Set exercise 1:
Repeat, word for word, everything in the passage about Elizabeth Fulder below, from "In the years" down to "strongly to discussions.".

=====

In the years after I moved back to Berkeley in 1965 to begin teaching there, one of my best students was Elizabeth Fulder. She transferred to Art History from the Design Department, and was always strong in visual analysis. Her then-boyfriend Herbot Riedel, who took his doctorate at U.C. Berkeley in Music, writing about Bach’s “Well-Tempered Clavier,” believed strongly that the success and value of works of art are susceptible to determination through formal analysis—more internal relationships makes for a more complex and satisfying work—and Elizabeth was then a kind of disciple of his, making the same argument in our seminars. She was also very smart in other ways, and always contributed strongly to discussions.

=====

Set exercise 2:
Show each line of the records below that contains the string "face". Match the case exactly.

=====

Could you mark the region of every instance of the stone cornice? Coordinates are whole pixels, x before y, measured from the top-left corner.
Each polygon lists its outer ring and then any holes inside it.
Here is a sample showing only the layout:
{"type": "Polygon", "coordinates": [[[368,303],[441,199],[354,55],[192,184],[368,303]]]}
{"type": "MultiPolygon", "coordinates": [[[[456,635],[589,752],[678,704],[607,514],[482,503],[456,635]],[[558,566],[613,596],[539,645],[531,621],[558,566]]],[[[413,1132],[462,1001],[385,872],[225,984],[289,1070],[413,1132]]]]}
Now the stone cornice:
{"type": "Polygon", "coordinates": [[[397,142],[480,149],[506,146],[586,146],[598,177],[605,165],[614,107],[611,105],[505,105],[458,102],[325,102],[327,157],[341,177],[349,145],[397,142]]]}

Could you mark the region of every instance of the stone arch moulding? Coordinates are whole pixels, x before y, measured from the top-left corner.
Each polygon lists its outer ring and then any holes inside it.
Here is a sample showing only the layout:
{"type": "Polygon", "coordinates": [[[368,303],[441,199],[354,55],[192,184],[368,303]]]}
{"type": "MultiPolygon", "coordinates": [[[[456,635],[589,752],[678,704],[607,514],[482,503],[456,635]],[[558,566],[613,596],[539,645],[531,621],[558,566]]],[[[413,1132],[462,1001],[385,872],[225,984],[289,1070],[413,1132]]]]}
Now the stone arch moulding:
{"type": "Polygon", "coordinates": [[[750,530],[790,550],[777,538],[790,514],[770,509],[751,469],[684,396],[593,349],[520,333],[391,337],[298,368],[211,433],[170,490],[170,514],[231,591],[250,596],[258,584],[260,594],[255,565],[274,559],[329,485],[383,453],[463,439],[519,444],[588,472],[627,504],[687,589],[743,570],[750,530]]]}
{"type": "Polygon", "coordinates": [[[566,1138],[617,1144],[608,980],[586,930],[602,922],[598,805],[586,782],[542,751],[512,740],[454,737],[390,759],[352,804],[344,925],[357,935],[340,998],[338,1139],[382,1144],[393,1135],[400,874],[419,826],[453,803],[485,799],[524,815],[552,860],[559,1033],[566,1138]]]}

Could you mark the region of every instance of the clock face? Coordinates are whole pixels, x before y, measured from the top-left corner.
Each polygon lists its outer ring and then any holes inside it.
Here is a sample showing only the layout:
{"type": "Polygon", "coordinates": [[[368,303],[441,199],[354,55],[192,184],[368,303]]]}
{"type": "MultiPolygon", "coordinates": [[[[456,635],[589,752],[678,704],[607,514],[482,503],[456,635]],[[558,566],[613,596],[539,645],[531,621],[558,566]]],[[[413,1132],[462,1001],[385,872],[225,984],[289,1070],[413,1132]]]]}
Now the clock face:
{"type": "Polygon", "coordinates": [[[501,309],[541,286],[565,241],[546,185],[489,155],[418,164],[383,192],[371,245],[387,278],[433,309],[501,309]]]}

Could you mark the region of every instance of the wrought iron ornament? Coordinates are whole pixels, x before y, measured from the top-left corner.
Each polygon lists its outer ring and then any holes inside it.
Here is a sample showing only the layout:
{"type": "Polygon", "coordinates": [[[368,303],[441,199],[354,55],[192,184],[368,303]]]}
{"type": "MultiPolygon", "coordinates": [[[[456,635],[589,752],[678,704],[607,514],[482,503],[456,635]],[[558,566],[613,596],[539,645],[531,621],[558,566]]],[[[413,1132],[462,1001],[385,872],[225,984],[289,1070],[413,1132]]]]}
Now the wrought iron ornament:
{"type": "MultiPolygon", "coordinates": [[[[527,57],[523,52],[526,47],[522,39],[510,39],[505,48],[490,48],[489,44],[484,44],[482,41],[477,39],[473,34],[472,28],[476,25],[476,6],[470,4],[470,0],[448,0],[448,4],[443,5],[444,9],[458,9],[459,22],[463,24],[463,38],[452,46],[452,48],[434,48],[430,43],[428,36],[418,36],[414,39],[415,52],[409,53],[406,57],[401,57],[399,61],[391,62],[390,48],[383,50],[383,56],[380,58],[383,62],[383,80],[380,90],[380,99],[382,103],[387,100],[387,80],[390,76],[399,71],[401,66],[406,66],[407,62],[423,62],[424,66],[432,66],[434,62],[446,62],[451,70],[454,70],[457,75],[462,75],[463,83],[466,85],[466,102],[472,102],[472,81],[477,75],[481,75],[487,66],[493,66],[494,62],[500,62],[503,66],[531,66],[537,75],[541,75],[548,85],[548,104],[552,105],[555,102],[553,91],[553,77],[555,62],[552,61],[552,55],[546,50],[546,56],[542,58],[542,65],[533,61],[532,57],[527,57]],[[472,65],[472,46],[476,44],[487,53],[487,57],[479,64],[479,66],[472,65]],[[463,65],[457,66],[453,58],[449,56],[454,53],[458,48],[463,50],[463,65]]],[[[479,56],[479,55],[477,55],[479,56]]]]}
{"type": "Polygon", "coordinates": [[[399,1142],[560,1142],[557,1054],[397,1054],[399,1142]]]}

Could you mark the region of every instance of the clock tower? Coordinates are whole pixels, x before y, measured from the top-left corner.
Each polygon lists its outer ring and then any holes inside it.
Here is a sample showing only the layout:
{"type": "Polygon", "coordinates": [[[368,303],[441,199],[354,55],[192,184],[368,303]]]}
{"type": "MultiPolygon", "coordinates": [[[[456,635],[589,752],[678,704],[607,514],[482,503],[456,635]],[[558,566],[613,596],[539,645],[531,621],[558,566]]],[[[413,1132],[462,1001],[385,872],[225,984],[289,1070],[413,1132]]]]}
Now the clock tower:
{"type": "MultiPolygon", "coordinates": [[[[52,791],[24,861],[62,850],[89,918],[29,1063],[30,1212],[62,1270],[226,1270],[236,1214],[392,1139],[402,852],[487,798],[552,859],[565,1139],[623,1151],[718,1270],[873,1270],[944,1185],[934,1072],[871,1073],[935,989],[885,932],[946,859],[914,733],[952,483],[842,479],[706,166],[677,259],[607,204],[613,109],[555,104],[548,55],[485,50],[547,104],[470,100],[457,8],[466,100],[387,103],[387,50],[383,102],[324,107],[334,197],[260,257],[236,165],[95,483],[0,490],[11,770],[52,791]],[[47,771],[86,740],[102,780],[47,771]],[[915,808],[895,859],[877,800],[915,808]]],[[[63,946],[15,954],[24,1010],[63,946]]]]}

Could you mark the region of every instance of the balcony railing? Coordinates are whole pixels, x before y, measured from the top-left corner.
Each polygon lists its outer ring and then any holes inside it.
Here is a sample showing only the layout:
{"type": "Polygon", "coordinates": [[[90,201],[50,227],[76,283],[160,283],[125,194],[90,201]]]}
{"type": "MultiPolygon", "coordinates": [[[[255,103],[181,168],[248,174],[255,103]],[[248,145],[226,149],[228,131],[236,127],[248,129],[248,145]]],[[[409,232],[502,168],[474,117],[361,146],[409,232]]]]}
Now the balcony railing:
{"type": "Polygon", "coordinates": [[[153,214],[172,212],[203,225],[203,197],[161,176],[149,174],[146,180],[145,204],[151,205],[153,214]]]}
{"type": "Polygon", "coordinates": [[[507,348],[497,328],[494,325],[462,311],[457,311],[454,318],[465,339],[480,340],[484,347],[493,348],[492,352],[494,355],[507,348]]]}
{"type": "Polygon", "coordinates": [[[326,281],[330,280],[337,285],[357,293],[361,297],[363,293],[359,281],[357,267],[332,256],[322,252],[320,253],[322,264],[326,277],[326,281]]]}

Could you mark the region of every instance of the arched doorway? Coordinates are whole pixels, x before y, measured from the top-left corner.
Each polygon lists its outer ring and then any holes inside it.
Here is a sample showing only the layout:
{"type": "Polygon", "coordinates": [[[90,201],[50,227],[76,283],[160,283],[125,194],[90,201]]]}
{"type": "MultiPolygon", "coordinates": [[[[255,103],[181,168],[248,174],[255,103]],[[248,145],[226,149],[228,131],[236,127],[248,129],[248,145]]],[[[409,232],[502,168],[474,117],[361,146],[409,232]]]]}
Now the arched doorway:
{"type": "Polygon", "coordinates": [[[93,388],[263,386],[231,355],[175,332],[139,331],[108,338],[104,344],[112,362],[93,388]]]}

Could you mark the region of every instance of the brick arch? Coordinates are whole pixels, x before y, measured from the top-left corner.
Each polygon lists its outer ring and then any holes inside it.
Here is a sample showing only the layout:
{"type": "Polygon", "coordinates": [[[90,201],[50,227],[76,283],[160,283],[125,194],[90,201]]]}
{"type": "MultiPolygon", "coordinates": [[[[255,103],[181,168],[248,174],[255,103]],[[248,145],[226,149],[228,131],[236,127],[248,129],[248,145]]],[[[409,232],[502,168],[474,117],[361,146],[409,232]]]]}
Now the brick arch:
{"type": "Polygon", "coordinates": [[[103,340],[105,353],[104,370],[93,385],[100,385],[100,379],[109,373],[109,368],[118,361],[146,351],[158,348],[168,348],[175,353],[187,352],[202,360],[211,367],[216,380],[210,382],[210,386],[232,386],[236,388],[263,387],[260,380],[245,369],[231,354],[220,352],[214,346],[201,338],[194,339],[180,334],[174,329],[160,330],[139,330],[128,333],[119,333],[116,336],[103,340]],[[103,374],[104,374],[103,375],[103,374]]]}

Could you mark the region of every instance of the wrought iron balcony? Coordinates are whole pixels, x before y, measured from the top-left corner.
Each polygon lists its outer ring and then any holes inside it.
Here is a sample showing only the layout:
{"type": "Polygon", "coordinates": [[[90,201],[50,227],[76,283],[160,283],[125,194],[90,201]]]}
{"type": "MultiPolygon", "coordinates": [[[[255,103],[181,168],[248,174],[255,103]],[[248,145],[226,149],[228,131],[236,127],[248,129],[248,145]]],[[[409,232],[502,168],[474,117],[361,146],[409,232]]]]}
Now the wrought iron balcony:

=====

Final result 1:
In the years after I moved back to Berkeley in 1965 to begin teaching there, one of my best students was Elizabeth Fulder. She transferred to Art History from the Design Department, and was always strong in visual analysis. Her then-boyfriend Herbot Riedel, who took his doctorate at U.C. Berkeley in Music, writing about Bach’s “Well-Tempered Clavier,” believed strongly that the success and value of works of art are susceptible to determination through formal analysis—more internal relationships makes for a more complex and satisfying work—and Elizabeth was then a kind of disciple of his, making the same argument in our seminars. She was also very smart in other ways, and always contributed strongly to discussions.

Final result 2:
Could you mark the region of every instance of the clock face? Coordinates are whole pixels, x before y, measured from the top-left corner.
Now the clock face:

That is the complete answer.